Extract provided:

##########

Tattoo Traces

Publication of temporary tattoos mimicking imprints left on the body by garments as if language printed on oneself. To be applied consciously, to become aware of what often are unconscious encounters, symbolising the very intimate nature of our relationship to garments.

With my body imprinted, I(’)M-PRINT(ed)

Continually engaged in unconscious streams of material interaction, body and garment are in constant dialogue. However, as alluded to, these body-garment encounters mainly occur unbeknownst to ourselves. Without realising it, our bodies are publications in their own right, forevermore marked and imprinted by fibres and threads touching the body. The body becomes - or always has been – printed matter. Unwillingly even, since wearing implies and requires physical proximity, whether we like it or not. We can’t withdraw our bodies from exposure to external matter. However, we seem to have withdrawn our minds from this body publicity. Somehow, we have gotten so accustomed to this body-garment encounter we no longer contemplate the occurrence, therefore equally not paying any attention to the visual traces of these interactions. Whilst they are tremendously valuable as visual marks of embodiment. Contemplating the imprints left behind is disclosing material memory, body and garment being co-authors of such visual records; however, neither acknowledged as such. And even if they were, the ephemeral nature of these imprints leaves us with a small window of opportunity to consider them. This only amplifies and contributes to our tendency to neglect these imprints.

##########

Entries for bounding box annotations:
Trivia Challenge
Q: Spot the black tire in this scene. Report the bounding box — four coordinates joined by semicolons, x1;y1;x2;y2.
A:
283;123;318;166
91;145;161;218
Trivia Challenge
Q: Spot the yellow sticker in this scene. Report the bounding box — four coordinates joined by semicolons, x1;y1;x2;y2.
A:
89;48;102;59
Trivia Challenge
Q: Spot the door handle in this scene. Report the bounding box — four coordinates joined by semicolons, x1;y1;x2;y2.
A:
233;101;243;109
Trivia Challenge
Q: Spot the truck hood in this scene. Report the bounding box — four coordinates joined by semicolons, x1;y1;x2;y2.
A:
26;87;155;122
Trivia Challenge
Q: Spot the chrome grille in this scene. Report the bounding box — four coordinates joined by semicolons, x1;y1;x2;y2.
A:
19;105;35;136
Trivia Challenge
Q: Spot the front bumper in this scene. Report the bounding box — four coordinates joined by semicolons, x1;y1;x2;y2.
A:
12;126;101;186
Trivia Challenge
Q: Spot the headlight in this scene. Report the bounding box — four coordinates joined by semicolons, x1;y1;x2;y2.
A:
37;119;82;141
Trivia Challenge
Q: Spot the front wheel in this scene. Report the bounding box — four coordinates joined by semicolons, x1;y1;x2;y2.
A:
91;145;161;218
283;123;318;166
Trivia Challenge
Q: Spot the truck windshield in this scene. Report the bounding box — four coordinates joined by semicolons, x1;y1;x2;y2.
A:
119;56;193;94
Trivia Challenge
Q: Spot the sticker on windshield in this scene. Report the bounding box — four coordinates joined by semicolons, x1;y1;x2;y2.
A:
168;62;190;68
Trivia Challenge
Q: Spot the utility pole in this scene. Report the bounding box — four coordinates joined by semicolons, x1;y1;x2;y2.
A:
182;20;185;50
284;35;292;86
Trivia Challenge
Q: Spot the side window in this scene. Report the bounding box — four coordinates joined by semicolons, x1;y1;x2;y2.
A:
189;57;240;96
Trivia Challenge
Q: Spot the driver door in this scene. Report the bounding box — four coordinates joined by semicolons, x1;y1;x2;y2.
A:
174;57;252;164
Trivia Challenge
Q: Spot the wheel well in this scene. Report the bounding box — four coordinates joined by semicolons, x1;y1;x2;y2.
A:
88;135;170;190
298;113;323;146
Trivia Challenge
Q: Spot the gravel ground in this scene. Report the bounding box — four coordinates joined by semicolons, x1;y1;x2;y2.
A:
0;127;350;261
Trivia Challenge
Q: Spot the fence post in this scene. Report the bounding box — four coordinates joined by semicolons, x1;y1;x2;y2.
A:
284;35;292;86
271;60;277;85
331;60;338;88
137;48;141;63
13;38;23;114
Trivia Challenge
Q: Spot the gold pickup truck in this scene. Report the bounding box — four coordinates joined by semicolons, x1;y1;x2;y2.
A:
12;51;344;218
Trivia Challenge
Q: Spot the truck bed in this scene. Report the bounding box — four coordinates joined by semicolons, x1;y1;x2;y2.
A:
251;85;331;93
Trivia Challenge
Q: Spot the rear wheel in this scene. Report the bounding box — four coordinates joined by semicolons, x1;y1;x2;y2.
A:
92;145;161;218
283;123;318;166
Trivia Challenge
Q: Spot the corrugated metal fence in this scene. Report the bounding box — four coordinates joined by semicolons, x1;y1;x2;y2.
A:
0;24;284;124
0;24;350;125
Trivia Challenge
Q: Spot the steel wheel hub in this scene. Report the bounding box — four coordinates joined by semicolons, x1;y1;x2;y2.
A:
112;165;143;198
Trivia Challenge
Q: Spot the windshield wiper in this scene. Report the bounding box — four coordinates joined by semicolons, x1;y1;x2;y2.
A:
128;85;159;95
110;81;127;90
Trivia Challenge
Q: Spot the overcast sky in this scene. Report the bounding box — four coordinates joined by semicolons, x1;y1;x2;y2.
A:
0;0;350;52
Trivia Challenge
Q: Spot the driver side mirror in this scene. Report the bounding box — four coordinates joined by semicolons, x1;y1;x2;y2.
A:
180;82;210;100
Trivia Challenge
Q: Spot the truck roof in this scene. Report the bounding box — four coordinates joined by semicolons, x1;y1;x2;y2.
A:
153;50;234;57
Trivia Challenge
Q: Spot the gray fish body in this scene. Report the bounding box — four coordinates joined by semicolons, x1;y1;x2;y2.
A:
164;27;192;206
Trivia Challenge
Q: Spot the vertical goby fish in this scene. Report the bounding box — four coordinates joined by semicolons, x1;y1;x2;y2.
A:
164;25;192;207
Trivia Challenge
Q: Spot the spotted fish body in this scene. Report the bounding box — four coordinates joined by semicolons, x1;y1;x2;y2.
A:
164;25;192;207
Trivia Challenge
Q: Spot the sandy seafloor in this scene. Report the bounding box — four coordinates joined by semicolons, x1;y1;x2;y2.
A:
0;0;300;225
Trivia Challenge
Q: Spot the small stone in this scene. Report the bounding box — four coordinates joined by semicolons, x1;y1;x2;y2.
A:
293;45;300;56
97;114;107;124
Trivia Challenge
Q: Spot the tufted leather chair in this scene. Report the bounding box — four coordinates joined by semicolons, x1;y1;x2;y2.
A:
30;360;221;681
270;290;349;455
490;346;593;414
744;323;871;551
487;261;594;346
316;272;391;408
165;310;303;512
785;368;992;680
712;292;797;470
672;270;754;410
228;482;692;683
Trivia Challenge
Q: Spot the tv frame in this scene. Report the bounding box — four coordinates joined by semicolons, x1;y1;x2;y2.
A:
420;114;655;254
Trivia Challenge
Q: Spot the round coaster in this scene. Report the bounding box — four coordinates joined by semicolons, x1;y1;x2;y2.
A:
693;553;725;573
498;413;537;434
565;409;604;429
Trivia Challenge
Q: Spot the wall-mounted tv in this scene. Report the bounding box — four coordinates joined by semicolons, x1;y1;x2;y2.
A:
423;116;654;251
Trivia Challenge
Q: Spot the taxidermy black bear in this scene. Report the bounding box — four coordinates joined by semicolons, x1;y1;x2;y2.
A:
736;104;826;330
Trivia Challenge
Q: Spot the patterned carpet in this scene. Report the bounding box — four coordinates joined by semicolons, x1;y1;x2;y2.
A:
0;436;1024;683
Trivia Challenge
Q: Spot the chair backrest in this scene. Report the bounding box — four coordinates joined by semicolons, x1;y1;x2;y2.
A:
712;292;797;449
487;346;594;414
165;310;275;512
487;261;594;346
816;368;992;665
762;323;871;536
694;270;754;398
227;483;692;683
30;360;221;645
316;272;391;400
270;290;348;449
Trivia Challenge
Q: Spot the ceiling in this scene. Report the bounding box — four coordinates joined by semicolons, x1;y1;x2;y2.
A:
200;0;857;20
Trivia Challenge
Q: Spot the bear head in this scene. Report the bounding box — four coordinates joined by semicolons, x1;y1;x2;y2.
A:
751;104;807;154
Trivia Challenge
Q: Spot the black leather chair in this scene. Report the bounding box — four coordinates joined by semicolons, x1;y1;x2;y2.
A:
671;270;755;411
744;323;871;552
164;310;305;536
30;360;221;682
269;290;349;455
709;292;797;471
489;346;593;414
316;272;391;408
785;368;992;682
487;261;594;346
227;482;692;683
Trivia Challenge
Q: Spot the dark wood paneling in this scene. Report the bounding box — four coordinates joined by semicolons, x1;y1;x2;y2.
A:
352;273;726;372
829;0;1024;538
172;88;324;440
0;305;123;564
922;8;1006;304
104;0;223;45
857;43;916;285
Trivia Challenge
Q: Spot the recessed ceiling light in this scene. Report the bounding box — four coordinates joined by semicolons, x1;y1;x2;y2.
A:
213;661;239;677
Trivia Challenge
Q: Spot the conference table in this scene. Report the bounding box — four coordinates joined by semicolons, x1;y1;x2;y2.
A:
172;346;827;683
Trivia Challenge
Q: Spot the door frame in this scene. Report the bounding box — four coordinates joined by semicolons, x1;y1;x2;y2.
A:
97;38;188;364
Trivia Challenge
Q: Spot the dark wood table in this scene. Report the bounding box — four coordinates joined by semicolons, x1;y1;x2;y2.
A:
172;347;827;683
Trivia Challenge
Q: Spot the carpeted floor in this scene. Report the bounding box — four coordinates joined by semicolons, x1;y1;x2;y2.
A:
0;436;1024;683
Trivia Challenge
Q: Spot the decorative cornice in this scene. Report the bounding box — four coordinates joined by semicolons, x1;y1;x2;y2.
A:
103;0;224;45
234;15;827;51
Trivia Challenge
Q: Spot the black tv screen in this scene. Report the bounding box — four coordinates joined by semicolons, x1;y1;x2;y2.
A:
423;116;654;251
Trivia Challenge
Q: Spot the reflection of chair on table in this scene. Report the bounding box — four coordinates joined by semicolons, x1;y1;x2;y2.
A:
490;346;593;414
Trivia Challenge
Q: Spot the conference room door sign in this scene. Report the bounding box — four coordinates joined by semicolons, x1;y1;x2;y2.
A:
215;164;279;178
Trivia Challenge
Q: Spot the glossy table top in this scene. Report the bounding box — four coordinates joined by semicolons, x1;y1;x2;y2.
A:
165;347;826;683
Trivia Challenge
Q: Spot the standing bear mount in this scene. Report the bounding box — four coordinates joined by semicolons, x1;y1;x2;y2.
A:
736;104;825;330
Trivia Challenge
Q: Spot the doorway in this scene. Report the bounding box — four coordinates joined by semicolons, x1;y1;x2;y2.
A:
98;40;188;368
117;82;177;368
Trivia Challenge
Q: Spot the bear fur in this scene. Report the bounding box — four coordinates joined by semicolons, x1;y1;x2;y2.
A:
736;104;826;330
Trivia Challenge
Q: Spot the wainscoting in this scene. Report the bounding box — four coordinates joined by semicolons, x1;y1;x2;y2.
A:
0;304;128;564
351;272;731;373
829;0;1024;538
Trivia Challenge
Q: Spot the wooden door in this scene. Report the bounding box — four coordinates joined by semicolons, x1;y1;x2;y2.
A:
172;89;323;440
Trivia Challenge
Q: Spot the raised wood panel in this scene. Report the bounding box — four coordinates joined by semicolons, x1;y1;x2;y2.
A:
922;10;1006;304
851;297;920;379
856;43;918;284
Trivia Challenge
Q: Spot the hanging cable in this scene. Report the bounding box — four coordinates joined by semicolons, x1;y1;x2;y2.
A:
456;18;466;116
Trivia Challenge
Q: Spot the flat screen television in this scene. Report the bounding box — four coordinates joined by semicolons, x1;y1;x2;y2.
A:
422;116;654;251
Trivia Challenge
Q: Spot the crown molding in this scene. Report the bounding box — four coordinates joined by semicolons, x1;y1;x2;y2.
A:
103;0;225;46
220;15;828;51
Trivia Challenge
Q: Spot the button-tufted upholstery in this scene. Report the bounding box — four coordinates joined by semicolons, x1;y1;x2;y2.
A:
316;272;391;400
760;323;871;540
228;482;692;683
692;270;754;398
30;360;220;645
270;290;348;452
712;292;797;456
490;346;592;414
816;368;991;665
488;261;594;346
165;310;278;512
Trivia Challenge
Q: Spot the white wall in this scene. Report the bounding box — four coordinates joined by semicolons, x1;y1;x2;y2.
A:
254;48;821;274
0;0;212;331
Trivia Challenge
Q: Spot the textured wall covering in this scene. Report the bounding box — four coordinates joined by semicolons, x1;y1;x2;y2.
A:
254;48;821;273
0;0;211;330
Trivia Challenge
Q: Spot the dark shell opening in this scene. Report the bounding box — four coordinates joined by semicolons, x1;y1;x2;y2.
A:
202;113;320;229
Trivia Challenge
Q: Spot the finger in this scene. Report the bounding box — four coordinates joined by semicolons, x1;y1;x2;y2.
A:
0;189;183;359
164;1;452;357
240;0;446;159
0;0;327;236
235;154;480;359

##########

Your task: Repeat word for word the passage of the text on tattoo traces starting at "Publication of temporary" and ending at "body imprinted, I(’)M-PRINT(ed)". The lines play no part in what is asked here.

Output of the exercise:
Publication of temporary tattoos mimicking imprints left on the body by garments as if language printed on oneself. To be applied consciously, to become aware of what often are unconscious encounters, symbolising the very intimate nature of our relationship to garments.

With my body imprinted, I(’)M-PRINT(ed)